Could you arrange every line of the material below as a Markdown table with a Row column for the row number and a Line column for the line itself? Skip blank lines and leave the pictures out.

----------------

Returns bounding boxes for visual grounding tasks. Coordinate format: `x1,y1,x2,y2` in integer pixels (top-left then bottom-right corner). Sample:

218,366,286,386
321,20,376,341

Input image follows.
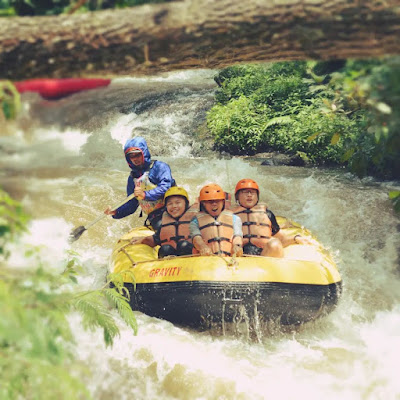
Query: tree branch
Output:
0,0,400,80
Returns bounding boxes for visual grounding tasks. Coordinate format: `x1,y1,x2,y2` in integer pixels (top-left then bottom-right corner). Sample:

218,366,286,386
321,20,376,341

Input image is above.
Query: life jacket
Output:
133,161,164,215
232,203,272,248
160,206,199,249
193,210,233,256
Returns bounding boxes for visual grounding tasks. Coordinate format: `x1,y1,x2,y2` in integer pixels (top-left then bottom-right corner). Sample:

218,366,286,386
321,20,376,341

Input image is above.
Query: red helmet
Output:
235,179,260,200
199,183,225,201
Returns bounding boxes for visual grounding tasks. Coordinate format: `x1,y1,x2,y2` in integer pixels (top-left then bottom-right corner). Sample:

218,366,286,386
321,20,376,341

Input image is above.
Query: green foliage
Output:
0,0,168,16
0,188,29,261
389,190,400,213
0,190,137,400
207,57,400,178
0,80,21,121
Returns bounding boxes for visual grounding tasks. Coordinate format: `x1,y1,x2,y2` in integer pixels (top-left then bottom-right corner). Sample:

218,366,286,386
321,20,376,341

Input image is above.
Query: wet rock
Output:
247,152,309,167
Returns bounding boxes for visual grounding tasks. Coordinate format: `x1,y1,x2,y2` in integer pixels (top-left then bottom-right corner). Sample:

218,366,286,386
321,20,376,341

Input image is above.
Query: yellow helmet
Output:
164,186,189,203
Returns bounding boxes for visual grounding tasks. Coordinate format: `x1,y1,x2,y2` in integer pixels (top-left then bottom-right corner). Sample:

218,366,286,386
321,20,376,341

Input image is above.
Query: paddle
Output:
69,193,135,243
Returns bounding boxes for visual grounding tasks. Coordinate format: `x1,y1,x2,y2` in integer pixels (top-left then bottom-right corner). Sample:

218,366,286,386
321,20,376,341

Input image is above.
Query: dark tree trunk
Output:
0,0,400,80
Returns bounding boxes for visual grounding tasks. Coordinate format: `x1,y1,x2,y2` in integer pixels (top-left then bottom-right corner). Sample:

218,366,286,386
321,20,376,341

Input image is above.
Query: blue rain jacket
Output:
113,136,175,219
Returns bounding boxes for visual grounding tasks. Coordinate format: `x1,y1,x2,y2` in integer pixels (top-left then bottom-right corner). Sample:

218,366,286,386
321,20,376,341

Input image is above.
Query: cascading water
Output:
0,71,400,400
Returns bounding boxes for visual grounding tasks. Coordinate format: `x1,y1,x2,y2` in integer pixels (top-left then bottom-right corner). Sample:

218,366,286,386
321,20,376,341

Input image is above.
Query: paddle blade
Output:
69,226,86,243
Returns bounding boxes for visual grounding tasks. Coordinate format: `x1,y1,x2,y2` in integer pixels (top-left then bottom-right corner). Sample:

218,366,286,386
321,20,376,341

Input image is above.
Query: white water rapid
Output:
0,71,400,400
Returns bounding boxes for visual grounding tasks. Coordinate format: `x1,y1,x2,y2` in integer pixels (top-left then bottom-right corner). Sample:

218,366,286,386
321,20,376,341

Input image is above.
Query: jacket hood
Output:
124,136,151,172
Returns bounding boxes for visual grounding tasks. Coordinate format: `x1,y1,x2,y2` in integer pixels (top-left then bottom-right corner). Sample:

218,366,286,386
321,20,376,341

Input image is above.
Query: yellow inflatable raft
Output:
110,217,342,328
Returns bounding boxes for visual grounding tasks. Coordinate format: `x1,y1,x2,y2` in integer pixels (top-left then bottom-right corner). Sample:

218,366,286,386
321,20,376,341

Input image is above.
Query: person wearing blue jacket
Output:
104,136,176,230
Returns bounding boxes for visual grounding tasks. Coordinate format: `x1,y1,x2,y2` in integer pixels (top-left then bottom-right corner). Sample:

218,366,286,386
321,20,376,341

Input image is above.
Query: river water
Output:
0,70,400,400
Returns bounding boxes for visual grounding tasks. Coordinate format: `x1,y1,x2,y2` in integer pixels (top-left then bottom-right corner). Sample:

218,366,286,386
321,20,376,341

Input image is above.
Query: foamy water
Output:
0,70,400,400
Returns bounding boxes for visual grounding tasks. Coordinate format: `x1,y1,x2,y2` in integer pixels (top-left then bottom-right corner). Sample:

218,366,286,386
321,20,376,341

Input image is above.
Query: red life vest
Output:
160,206,198,249
232,203,272,249
194,210,233,256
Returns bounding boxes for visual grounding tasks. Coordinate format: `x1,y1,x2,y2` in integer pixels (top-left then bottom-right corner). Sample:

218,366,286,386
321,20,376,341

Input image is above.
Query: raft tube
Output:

----------------

● **ANSWER TO THIS EXERCISE**
| Row | Line |
|---|---|
| 1 | Returns bounding boxes for visual grounding tasks. Coordinate format: `x1,y1,x2,y2` in integer pixels (top-left then bottom-right corner). Sample: |
| 2 | 218,366,286,386 |
| 3 | 321,20,376,341 |
| 4 | Input image follows. |
| 5 | Query: tree branch |
| 6 | Output: |
| 7 | 0,0,400,80 |
| 8 | Returns bounding boxes for visual grounding tasks. Coordinate format: `x1,y1,x2,y2` in integer pixels (top-left then bottom-right corner). Sample: |
| 9 | 218,366,286,386 |
| 10 | 321,20,376,341 |
| 11 | Input image is above. |
| 12 | Query: life jacket |
| 13 | Output: |
| 14 | 133,161,164,215 |
| 15 | 232,203,272,248 |
| 16 | 160,206,199,249 |
| 17 | 193,210,233,256 |
| 18 | Returns bounding boxes for visual grounding tasks. Coordinate format: `x1,y1,x2,y2` in integer pixels (top-left then bottom-right corner). Sample: |
| 19 | 218,366,286,386 |
| 20 | 321,20,376,341 |
| 21 | Input image is above. |
| 22 | Query: red helmet |
| 23 | Output: |
| 24 | 235,179,260,200 |
| 25 | 199,183,225,201 |
| 26 | Returns bounding boxes for visual grounding tasks. Coordinate format: `x1,y1,x2,y2` in integer pixels (top-left then bottom-right corner). Sample: |
| 27 | 218,366,286,386 |
| 28 | 321,20,376,341 |
| 29 | Input image is above. |
| 30 | Query: green foliage |
| 31 | Output: |
| 32 | 0,0,168,16 |
| 33 | 0,188,29,261 |
| 34 | 389,190,400,213 |
| 35 | 0,190,137,400 |
| 36 | 207,57,400,178 |
| 37 | 0,80,21,121 |
| 38 | Returns bounding boxes for visual grounding tasks. Coordinate format: `x1,y1,x2,y2` in integer pixels (top-left then bottom-right corner). Sample: |
| 39 | 218,366,286,386 |
| 40 | 321,20,376,341 |
| 41 | Input image is above. |
| 42 | Query: wet rock |
| 43 | Output: |
| 44 | 247,152,309,167 |
| 45 | Returns bounding boxes for visual grounding tasks. Coordinate format: `x1,y1,x2,y2` in integer pixels (top-left then bottom-right corner). Sample: |
| 46 | 218,366,286,386 |
| 47 | 321,20,376,341 |
| 48 | Input image is above. |
| 49 | Query: yellow helmet |
| 50 | Output: |
| 51 | 164,186,189,203 |
| 52 | Returns bounding boxes for visual grounding tasks. Coordinate format: `x1,y1,x2,y2` in integer pixels (top-left then bottom-right corner). Sample: |
| 53 | 218,366,286,386 |
| 54 | 321,20,376,341 |
| 55 | Input image is above. |
| 56 | Query: paddle |
| 57 | Output: |
| 58 | 69,193,135,243 |
| 59 | Returns bounding boxes for visual grounding tasks. Coordinate format: `x1,y1,x2,y2` in integer pixels (top-left then bottom-right corner). Sample: |
| 60 | 218,366,286,386 |
| 61 | 321,20,376,341 |
| 62 | Input image is above. |
| 63 | Query: dark tree trunk |
| 64 | Output: |
| 65 | 0,0,400,80 |
| 66 | Returns bounding boxes for visual grounding tasks. Coordinate format: `x1,y1,x2,y2` in integer pixels (top-left then bottom-right corner). Sample: |
| 67 | 218,366,286,386 |
| 68 | 321,20,376,341 |
| 69 | Input image is above. |
| 70 | Query: blue rain jacket |
| 71 | Output: |
| 72 | 113,136,175,219 |
| 73 | Returns bounding boxes for visual grounding tasks. Coordinate format: `x1,y1,x2,y2` in integer pixels (top-left then bottom-right corner). Sample: |
| 74 | 218,366,286,386 |
| 75 | 321,20,376,341 |
| 76 | Input image is above. |
| 77 | Query: cascading water |
| 78 | Output: |
| 79 | 0,71,400,400 |
| 80 | Returns bounding boxes for visual grounding tasks. Coordinate format: `x1,y1,x2,y2` in integer pixels (top-left then bottom-right corner). Sample: |
| 81 | 218,366,286,386 |
| 82 | 321,20,376,341 |
| 83 | Input image is above. |
| 84 | Query: paddle blade |
| 85 | Output: |
| 86 | 69,226,86,243 |
| 87 | Returns bounding boxes for visual grounding tasks. Coordinate format: `x1,y1,x2,y2` in integer pixels (top-left then bottom-right corner). Sample: |
| 88 | 218,366,286,386 |
| 89 | 321,20,376,341 |
| 90 | Input image is above. |
| 91 | Query: white water rapid |
| 92 | Output: |
| 93 | 0,71,400,400 |
| 94 | Returns bounding boxes for visual grounding tasks. Coordinate format: `x1,y1,x2,y2` in integer pixels (top-left then bottom-right corner). Sample: |
| 95 | 218,366,286,386 |
| 96 | 321,20,376,341 |
| 97 | Input image is above. |
| 98 | Query: jacket hood |
| 99 | Output: |
| 100 | 124,136,151,172 |
| 101 | Returns bounding boxes for visual grounding tasks. Coordinate format: `x1,y1,x2,y2` in integer pixels (top-left then bottom-right corner). Sample: |
| 102 | 218,366,286,386 |
| 103 | 321,20,376,341 |
| 104 | Input image is above. |
| 105 | Query: yellow inflatable raft |
| 106 | Output: |
| 107 | 110,217,342,328 |
| 108 | Returns bounding boxes for visual grounding tasks. Coordinate format: `x1,y1,x2,y2` in integer pixels (top-left then bottom-right corner). Sample: |
| 109 | 218,366,286,386 |
| 110 | 321,20,376,341 |
| 111 | Input image is above. |
| 112 | Query: person wearing blue jacket |
| 113 | Output: |
| 114 | 104,136,176,230 |
| 115 | Returns bounding boxes for visual grounding tasks. Coordinate format: `x1,y1,x2,y2` in integer pixels (top-left then bottom-right corner). Sample: |
| 116 | 218,366,286,386 |
| 117 | 321,20,376,341 |
| 118 | Input image is above. |
| 119 | Query: river water |
| 120 | Output: |
| 121 | 0,70,400,400 |
| 122 | Returns bounding boxes for visual grounding tasks. Coordinate format: `x1,y1,x2,y2` in integer pixels (top-left then bottom-right corner). Sample: |
| 123 | 218,366,286,386 |
| 124 | 321,20,376,341 |
| 125 | Input image is above. |
| 126 | Query: foamy water |
| 127 | Output: |
| 128 | 0,70,400,400 |
| 129 | Returns bounding boxes for visual grounding tasks. Coordinate format: `x1,y1,x2,y2` in integer pixels (top-left then bottom-right corner). Sample: |
| 130 | 218,366,286,386 |
| 131 | 321,20,376,341 |
| 132 | Input image is above. |
| 133 | Query: red life vest |
| 134 | Output: |
| 135 | 160,206,198,249 |
| 136 | 232,203,272,249 |
| 137 | 194,210,233,256 |
| 138 | Returns bounding boxes for visual grounding tasks. Coordinate format: `x1,y1,x2,y2` in integer pixels (top-left then bottom-right corner). Sample: |
| 139 | 218,366,286,386 |
| 140 | 321,20,376,341 |
| 141 | Input image is above. |
| 142 | Query: raft tube |
| 143 | Output: |